* **LESETEXT**:
Das Amtsgericht wird angewiesen, einen Pfändungs- und
Überweisungsbeschluss entsprechend dem Antrag des Gläubigers vom
14.03.2005 zu erlassen.
G r ü n d e :
Der Gläubiger betreibt die Zwangsvollstreckung gegen den Schuldner wegen
rückständigen und laufenden Unterhalts aus den vollstreckbaren Beschlüssen des
Amtsgerichts U vom 27.01.1997, 29.06.1999 und 08.03.2001. Der Schuldner ist arbeitslos
und bezieht Arbeitslosengeld II bei der Drittschuldnerin. Seit dem 1.1.05 erhält der
Schuldner von der Drittschuldnerin zusätzlich zur Regelleistung (z.Zt. 345,-- € mtl.) einen
befristeten Zuschlag i.H.v. mtl. 160,-- € nach § 24 Abs. 2, 3 Sozialgesetzbuch (SGB) II.

* **BEREITGESTELLTES MATERIAL**:
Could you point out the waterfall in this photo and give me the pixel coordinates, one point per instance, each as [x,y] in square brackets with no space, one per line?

* **DIE AUFGABE**:
Wiederhole bitte den Lesetext vollständig und wortgetreu. Die Zeilen spielen hierfür keine Rolle.

* **LÖSUNG DER AUFGABE**:
Das Amtsgericht wird angewiesen, einen Pfändungs- und
Überweisungsbeschluss entsprechend dem Antrag des Gläubigers vom
14.03.2005 zu erlassen.
G r ü n d e :
Der Gläubiger betreibt die Zwangsvollstreckung gegen den Schuldner wegen
rückständigen und laufenden Unterhalts aus den vollstreckbaren Beschlüssen des
Amtsgerichts U vom 27.01.1997, 29.06.1999 und 08.03.2001. Der Schuldner ist arbeitslos
und bezieht Arbeitslosengeld II bei der Drittschuldnerin. Seit dem 1.1.05 erhält der
Schuldner von der Drittschuldnerin zusätzlich zur Regelleistung (z.Zt. 345,-- € mtl.) einen
befristeten Zuschlag i.H.v. mtl. 160,-- € nach § 24 Abs. 2, 3 Sozialgesetzbuch (SGB) II.